-- Stored data --
● ● ●
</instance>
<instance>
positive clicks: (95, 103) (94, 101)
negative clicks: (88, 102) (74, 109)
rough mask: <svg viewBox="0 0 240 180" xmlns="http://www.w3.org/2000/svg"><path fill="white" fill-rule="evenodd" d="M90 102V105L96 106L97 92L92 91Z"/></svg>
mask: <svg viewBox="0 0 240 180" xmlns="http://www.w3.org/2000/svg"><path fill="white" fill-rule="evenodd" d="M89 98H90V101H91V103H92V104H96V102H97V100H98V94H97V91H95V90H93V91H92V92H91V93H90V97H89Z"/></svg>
● ● ●
-- TASK STATEMENT --
Copy every item above line for line, keeping each character unchanged.

-- RESPONSE TO THIS EXERCISE --
</instance>
<instance>
positive clicks: (95, 103) (94, 101)
negative clicks: (88, 102) (74, 109)
rough mask: <svg viewBox="0 0 240 180" xmlns="http://www.w3.org/2000/svg"><path fill="white" fill-rule="evenodd" d="M90 102V105L96 106L97 92L92 91Z"/></svg>
mask: <svg viewBox="0 0 240 180" xmlns="http://www.w3.org/2000/svg"><path fill="white" fill-rule="evenodd" d="M89 98H90V101H91V103H92V104H96V102H97V100H98V94H97V91H95V90H93V91H92V92H91V93H90V97H89Z"/></svg>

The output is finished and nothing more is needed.